#### Entries
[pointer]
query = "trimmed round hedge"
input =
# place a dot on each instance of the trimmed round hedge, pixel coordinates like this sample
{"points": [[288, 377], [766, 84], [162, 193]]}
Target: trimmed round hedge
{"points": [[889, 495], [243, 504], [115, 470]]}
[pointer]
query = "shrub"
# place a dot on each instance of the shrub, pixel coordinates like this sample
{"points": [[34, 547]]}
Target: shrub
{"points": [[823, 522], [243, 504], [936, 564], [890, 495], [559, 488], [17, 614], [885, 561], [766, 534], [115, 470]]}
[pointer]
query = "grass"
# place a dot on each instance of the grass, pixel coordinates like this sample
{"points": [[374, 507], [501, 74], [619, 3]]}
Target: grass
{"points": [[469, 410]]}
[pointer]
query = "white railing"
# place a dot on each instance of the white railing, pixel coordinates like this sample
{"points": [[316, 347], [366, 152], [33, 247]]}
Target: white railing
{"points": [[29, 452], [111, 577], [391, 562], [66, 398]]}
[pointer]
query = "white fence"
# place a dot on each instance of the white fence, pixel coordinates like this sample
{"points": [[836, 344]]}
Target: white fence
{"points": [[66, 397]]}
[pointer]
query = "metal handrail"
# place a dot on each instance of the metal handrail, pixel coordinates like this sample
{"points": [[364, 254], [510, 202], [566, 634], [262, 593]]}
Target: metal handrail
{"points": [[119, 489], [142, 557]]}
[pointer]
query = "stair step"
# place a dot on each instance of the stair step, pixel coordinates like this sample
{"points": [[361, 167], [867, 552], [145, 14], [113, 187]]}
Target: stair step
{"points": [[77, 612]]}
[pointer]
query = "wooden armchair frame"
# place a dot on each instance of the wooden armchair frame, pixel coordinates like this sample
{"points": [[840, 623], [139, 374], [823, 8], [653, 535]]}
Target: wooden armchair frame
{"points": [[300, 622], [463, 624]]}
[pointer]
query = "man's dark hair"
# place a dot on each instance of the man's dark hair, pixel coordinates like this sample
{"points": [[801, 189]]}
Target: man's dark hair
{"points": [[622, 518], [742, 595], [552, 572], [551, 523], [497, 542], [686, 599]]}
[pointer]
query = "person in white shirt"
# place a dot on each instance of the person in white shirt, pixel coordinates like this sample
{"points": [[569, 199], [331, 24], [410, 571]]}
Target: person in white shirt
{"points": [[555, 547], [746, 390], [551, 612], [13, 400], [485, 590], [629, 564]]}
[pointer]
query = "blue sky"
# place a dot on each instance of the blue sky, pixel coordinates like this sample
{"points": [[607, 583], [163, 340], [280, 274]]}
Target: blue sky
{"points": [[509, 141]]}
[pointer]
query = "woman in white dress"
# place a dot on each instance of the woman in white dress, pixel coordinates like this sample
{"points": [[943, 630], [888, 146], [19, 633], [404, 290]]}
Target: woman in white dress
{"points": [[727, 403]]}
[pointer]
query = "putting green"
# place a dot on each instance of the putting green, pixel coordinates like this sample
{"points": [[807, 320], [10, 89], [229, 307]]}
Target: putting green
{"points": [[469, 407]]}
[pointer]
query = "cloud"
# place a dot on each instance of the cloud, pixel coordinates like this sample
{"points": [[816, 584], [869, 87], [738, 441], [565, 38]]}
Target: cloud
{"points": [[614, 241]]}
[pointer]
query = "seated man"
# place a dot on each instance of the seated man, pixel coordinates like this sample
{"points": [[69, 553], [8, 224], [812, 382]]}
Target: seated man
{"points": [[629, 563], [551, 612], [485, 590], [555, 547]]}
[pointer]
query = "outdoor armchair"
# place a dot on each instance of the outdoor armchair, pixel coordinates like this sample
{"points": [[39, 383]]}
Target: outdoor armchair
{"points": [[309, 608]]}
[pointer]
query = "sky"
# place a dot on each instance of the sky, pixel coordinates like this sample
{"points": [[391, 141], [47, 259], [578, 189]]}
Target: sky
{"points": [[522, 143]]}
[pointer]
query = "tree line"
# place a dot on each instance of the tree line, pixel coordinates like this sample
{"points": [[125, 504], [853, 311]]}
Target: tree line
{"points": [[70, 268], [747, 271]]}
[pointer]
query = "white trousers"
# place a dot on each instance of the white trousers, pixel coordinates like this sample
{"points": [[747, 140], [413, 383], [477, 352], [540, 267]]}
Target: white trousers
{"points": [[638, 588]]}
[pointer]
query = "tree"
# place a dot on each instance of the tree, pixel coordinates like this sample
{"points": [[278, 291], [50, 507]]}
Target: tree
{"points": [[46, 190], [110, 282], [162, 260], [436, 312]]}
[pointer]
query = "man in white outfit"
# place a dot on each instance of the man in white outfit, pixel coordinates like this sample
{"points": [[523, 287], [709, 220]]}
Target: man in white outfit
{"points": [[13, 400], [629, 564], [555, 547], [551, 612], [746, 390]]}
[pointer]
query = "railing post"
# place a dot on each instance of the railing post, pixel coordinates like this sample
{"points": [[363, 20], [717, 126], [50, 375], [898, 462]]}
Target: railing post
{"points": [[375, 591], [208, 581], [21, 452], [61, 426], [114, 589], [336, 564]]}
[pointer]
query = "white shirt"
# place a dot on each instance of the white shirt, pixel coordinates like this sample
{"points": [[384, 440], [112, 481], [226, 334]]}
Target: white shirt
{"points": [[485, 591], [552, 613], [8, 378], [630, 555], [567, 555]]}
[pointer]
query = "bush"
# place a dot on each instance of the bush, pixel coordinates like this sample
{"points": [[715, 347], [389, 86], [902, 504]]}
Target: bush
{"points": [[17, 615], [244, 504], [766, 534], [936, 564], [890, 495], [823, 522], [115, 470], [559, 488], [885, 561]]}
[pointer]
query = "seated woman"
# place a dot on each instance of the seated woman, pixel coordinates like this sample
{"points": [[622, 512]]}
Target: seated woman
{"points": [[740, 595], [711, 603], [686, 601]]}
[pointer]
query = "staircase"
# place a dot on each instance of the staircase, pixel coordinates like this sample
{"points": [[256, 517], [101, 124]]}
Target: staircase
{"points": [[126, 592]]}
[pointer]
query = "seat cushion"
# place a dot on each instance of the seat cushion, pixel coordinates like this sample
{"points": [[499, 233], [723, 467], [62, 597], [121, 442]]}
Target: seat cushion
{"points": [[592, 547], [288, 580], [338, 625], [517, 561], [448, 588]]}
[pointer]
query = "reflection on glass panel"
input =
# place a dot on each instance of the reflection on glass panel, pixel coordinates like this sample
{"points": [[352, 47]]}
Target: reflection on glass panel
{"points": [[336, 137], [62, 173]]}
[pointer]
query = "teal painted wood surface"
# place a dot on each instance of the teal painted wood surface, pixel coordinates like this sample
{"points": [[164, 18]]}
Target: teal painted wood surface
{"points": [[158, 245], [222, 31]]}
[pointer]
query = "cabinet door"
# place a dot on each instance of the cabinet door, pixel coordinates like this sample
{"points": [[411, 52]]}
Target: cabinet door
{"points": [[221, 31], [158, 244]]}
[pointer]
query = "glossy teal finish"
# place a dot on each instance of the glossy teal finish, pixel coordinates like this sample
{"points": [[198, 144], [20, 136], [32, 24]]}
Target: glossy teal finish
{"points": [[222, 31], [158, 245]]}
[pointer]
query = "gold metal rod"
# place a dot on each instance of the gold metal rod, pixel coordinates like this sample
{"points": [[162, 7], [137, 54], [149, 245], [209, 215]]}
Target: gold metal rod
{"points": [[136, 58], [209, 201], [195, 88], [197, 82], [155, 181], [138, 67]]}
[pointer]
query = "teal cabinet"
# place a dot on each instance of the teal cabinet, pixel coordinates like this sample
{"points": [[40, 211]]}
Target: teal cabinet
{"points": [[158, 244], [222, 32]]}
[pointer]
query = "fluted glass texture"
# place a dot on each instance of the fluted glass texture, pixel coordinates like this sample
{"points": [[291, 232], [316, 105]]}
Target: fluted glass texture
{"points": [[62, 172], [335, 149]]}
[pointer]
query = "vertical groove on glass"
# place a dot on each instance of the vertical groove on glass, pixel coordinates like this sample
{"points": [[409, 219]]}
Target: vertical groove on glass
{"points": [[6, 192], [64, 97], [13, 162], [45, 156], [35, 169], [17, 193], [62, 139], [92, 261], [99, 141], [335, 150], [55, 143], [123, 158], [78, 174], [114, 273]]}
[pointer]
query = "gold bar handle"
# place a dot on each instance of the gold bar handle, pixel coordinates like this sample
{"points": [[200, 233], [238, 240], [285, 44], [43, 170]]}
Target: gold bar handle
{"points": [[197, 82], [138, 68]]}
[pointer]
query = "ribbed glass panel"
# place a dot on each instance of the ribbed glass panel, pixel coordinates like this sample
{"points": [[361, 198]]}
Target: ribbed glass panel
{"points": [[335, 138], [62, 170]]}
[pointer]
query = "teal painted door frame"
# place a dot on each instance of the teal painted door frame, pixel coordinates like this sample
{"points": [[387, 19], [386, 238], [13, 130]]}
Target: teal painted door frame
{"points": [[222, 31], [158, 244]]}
########
- _Short problem_: Count the lines in the rows above that contain the word "fence". Reply with only the number.

- _In response_: 3